How to complete this task ▸
What's required is a verbatim printout of all the data.

++++ Dataset content ++++

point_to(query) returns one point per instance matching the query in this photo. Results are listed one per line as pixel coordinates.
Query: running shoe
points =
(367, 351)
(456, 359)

++++

Written solution ▸
point_to(query) returns one point per instance matching the query in this photo. Results are listed one per line as pixel coordinates.
Query: running shoe
points =
(367, 351)
(456, 359)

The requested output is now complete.